⟨

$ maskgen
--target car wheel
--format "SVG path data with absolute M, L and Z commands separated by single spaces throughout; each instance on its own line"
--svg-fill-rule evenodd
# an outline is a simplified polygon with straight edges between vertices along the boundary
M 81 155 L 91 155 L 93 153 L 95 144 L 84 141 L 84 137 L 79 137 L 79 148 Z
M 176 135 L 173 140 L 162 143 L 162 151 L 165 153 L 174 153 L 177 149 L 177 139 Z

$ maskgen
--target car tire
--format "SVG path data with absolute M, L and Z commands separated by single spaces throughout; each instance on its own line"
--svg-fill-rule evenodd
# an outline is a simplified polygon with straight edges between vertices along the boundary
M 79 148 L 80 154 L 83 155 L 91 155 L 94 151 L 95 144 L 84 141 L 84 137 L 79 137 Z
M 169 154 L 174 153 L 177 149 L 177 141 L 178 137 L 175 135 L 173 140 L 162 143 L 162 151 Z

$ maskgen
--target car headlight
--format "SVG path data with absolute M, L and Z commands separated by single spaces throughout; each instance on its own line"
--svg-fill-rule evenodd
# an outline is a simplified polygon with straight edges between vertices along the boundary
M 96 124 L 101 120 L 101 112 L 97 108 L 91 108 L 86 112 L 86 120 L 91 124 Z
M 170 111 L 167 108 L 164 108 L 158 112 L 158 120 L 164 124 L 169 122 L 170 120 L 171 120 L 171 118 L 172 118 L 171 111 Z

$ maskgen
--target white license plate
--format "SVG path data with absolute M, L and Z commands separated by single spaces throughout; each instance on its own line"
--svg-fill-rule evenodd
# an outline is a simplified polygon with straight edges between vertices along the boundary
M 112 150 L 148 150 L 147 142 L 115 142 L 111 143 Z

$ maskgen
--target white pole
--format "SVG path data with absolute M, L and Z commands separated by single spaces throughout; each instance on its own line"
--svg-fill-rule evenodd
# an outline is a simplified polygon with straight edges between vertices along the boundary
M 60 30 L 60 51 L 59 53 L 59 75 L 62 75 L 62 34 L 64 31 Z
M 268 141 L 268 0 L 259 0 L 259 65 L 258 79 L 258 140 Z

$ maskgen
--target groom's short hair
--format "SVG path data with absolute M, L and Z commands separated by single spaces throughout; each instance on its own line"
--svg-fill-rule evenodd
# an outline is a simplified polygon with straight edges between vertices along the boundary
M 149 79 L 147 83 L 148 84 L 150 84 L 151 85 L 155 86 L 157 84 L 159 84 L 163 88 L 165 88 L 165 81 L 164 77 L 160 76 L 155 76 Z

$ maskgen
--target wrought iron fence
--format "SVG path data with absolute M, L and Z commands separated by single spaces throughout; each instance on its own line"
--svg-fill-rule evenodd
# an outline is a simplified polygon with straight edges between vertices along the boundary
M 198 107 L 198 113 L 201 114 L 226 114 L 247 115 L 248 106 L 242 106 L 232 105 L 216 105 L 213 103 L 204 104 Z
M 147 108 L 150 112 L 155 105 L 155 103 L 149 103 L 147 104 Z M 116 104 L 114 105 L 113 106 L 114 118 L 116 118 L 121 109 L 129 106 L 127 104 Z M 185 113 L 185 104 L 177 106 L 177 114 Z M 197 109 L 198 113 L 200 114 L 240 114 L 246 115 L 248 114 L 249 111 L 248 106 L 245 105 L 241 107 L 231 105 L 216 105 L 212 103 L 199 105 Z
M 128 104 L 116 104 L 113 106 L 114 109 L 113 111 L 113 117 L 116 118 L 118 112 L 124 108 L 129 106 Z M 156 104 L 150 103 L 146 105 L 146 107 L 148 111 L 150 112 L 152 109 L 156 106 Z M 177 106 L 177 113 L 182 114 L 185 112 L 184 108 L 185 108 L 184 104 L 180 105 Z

⟩

Entnimm den Daten oben sämtliche Zeilen und gib sie Zeichen für Zeichen unverändert wieder.

$ maskgen
--target car wheel
--format "SVG path data with absolute M, L and Z commands separated by single spaces throughout; each instance on its own line"
--svg-fill-rule evenodd
# an outline is a simplified polygon with straight edges between vertices along the boundary
M 81 155 L 91 155 L 93 153 L 95 144 L 84 141 L 84 137 L 79 137 L 79 148 Z
M 176 135 L 173 140 L 162 143 L 162 151 L 165 153 L 174 153 L 177 149 L 177 139 Z

$ maskgen
--target car tire
--format "SVG path data with absolute M, L and Z commands separated by single spaces throughout; each instance on its own line"
--svg-fill-rule evenodd
# an outline is a simplified polygon with straight edges between vertices along the boundary
M 79 148 L 80 154 L 83 155 L 91 155 L 94 151 L 95 144 L 84 141 L 84 137 L 79 137 Z
M 169 154 L 174 153 L 177 149 L 177 141 L 178 137 L 175 135 L 173 140 L 162 143 L 162 151 Z

$ maskgen
--target car headlight
--format "SVG path data with absolute M, L and Z commands separated by single spaces throughout; each instance on its own line"
--svg-fill-rule evenodd
# an outline is a simplified polygon with straight edges between vertices along the boundary
M 96 124 L 101 120 L 101 112 L 97 108 L 91 108 L 86 112 L 86 120 L 91 124 Z
M 170 111 L 167 108 L 164 108 L 158 112 L 158 120 L 164 124 L 169 122 L 170 120 L 171 120 L 171 118 L 172 118 L 171 111 Z

$ maskgen
--target white license plate
--format "SVG path data with absolute M, L and Z commands separated by single spaces throughout; each instance on its own line"
--svg-fill-rule evenodd
# an outline is a simplified polygon with straight edges between vertices along the boundary
M 112 150 L 148 150 L 147 142 L 115 142 L 111 143 Z

$ maskgen
--target white pole
--format "SVG path data with absolute M, L and Z commands separated by single spaces throughout; each instance on its own line"
--svg-fill-rule evenodd
# an outline is a simplified polygon with straight edges between vertices along the boundary
M 60 30 L 60 51 L 59 53 L 59 75 L 62 75 L 62 34 L 64 31 Z
M 268 141 L 268 0 L 259 0 L 259 65 L 258 79 L 258 140 Z

$ maskgen
--target groom's short hair
--format "SVG path data with absolute M, L and Z commands separated by single spaces throughout; each instance on its own line"
--svg-fill-rule evenodd
# an outline is a simplified polygon with straight edges between vertices along the boundary
M 149 79 L 147 83 L 148 84 L 150 84 L 151 85 L 155 86 L 157 84 L 159 84 L 163 88 L 165 88 L 165 81 L 164 77 L 160 76 L 155 76 Z

$ maskgen
--target wrought iron fence
--format "SVG path data with absolute M, L and Z commands separated by single spaces throughout; each instance on its own line"
--svg-fill-rule evenodd
# an outline is a simplified polygon with straight edges between vertices along the boundary
M 198 107 L 198 113 L 201 114 L 226 114 L 247 115 L 248 106 L 242 106 L 232 105 L 216 105 L 213 103 L 204 104 Z
M 147 108 L 150 112 L 155 105 L 155 103 L 149 103 L 147 104 Z M 116 104 L 114 105 L 113 106 L 114 118 L 116 118 L 121 109 L 129 106 L 127 104 Z M 185 113 L 185 104 L 177 106 L 177 114 Z M 197 109 L 198 113 L 200 114 L 240 114 L 246 115 L 248 114 L 249 111 L 248 106 L 245 105 L 241 107 L 231 105 L 216 105 L 212 103 L 199 105 Z
M 128 104 L 116 104 L 113 106 L 114 109 L 113 111 L 113 117 L 116 118 L 118 112 L 124 108 L 129 106 Z M 156 104 L 150 103 L 146 105 L 146 107 L 148 111 L 150 112 L 152 109 L 156 106 Z M 177 106 L 177 113 L 182 114 L 185 112 L 184 108 L 185 108 L 184 104 L 180 105 Z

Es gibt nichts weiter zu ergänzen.